Aim:
Convert every line of the entries below into a JSON list of strings, one string per line, with blank lines left out. Leave the pictures out.
**** Given information ****
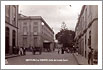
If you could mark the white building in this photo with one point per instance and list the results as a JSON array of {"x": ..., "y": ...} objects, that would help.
[
  {"x": 11, "y": 27},
  {"x": 34, "y": 31},
  {"x": 87, "y": 29}
]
****
Final result:
[
  "If you could mark the white building in this photo with one point per instance and list the results as a JSON array of {\"x\": ..., \"y\": ...} objects, that would help.",
  "[",
  "  {\"x\": 11, \"y\": 27},",
  "  {\"x\": 34, \"y\": 31},",
  "  {\"x\": 87, \"y\": 29}",
  "]"
]